──────── Extracted entries
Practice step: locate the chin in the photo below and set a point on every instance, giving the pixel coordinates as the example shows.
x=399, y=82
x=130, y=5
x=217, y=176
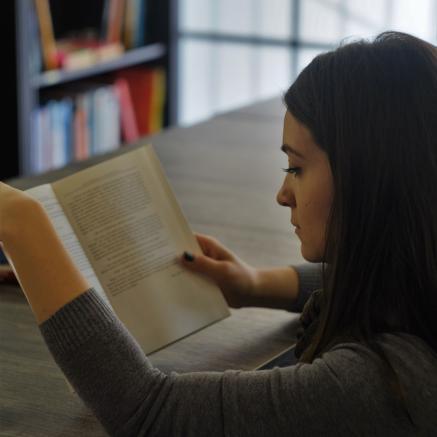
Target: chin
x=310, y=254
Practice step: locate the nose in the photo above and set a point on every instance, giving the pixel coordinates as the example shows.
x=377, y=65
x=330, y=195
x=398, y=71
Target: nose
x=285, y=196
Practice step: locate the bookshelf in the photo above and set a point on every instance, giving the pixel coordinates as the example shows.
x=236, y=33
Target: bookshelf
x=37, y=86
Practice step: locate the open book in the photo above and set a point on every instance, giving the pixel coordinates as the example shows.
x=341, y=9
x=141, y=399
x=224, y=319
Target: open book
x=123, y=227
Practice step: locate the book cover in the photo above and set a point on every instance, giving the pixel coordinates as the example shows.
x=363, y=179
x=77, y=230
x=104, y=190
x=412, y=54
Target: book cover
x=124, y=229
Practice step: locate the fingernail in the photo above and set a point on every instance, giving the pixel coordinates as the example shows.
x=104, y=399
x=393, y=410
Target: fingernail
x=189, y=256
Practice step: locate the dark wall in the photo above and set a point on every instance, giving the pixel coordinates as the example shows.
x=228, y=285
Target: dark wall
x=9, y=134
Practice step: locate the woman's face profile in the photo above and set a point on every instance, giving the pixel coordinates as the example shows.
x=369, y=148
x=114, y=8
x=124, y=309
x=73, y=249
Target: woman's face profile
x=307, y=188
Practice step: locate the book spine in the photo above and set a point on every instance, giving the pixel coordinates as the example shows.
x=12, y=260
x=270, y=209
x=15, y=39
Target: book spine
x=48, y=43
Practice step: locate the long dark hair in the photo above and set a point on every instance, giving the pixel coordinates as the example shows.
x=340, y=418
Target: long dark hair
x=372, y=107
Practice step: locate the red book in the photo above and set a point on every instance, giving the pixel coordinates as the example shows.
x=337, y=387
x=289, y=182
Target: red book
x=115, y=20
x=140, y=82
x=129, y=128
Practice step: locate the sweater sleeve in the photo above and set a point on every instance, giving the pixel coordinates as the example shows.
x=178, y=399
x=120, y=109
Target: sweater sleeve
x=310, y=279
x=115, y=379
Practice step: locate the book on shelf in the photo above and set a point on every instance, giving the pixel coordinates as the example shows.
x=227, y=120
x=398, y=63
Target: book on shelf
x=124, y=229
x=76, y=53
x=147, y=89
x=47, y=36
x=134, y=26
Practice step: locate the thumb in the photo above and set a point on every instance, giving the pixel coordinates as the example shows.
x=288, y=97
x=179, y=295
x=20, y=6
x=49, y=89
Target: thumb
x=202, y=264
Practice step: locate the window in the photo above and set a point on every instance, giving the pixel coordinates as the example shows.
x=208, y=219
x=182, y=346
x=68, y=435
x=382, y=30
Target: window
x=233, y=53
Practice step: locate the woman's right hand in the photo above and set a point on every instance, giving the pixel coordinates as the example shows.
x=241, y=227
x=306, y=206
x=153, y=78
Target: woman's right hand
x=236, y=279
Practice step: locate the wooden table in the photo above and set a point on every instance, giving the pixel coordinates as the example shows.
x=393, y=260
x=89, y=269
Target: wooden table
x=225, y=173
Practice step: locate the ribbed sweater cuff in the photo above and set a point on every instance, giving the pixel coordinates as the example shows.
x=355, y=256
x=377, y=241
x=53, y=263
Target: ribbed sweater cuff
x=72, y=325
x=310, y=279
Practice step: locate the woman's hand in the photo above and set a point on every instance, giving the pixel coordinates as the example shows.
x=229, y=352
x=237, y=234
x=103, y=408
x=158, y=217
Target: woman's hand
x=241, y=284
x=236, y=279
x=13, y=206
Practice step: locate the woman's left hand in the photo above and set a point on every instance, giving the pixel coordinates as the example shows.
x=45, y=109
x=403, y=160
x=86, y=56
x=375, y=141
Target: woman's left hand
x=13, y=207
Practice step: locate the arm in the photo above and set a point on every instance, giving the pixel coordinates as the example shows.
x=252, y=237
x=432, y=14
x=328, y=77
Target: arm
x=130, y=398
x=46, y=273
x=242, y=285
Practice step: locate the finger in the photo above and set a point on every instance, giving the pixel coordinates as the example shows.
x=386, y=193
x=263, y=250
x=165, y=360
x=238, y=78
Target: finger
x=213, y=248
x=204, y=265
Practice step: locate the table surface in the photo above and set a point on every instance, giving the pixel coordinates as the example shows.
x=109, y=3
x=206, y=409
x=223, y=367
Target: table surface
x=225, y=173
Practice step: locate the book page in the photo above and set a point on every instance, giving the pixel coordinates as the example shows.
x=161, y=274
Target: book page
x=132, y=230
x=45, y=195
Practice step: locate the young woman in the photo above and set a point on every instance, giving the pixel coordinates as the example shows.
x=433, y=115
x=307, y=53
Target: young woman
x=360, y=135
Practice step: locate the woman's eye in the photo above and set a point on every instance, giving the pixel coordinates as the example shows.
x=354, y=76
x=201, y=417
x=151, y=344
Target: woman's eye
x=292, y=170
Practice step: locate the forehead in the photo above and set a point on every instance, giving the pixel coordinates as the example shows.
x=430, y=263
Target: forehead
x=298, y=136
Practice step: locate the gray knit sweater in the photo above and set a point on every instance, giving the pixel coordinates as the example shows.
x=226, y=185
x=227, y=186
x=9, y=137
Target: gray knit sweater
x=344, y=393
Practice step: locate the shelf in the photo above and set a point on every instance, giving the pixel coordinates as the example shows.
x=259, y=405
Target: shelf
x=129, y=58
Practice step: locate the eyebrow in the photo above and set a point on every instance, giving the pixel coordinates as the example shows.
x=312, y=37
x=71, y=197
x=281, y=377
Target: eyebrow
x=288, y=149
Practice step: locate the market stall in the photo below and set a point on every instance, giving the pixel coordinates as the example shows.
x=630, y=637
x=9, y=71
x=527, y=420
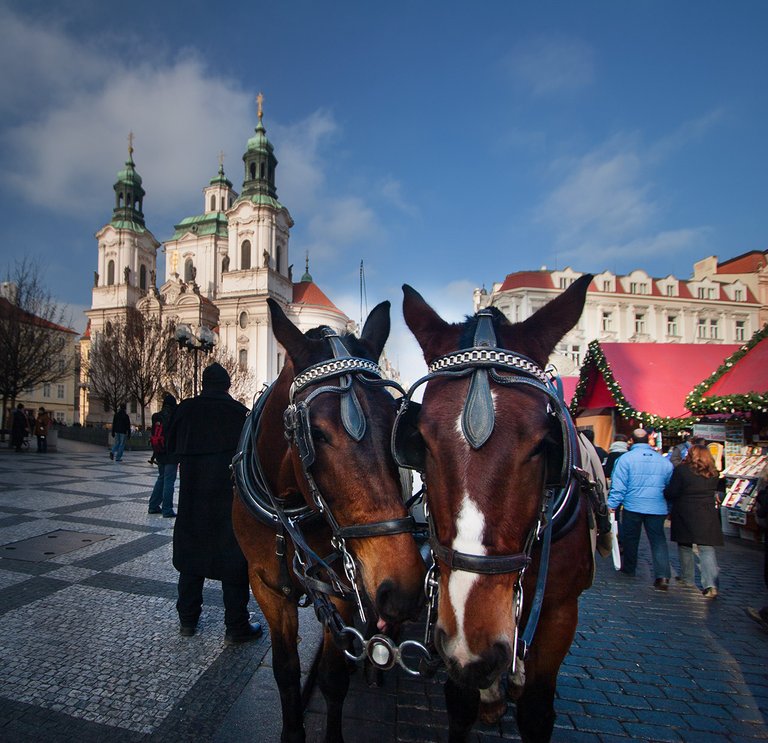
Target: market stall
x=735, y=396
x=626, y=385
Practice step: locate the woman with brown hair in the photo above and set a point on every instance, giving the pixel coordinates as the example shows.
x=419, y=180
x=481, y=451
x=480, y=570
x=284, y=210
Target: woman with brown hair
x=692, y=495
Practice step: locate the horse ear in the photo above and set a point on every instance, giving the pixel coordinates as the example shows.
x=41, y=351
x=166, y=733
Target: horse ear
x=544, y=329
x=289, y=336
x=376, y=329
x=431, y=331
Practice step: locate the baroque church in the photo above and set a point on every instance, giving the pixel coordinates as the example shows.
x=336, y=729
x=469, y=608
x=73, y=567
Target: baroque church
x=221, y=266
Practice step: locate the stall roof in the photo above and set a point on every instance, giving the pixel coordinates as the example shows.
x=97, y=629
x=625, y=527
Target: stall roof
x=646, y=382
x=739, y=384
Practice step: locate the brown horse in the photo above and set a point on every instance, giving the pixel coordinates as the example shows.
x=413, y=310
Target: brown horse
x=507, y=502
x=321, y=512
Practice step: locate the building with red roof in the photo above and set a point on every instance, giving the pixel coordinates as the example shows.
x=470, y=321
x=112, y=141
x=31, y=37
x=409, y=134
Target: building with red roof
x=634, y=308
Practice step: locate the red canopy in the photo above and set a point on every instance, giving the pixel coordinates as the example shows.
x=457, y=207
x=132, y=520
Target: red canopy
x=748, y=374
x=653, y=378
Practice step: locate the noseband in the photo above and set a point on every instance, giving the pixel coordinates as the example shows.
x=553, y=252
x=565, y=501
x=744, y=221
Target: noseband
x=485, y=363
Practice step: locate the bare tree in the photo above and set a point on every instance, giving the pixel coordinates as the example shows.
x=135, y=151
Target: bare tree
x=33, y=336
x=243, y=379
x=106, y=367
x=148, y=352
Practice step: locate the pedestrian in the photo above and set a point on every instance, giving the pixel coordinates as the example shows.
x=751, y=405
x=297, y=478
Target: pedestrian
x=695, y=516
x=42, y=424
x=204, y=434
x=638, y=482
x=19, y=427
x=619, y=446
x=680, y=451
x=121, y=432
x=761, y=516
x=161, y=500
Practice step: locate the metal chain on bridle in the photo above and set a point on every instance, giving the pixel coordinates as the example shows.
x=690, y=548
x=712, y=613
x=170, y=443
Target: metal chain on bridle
────────────────
Reproduce the entries word for word, from the very start through the line containing "x=123, y=227", including that line, and leave out the pictures.

Practice step: locate the chin in the photo below and set a point on every instance, giving the pixel coordinates as the example shows.
x=399, y=82
x=130, y=5
x=217, y=176
Target: chin
x=310, y=254
Practice step: locate the nose in the photo above and set a point on every instance, giving the pixel coordinates as the example shows.
x=377, y=65
x=330, y=195
x=398, y=71
Target: nose
x=285, y=196
Practice step: locate the bookshelf in the photo above and set a point on every instance, giving the pixel coordinates as the example shows.
x=236, y=33
Target: bookshelf
x=37, y=86
Practice step: locate the open book in the photo above and set a point on every instance, giving the pixel coordinates as the example shows.
x=341, y=9
x=141, y=399
x=224, y=319
Target: open book
x=123, y=227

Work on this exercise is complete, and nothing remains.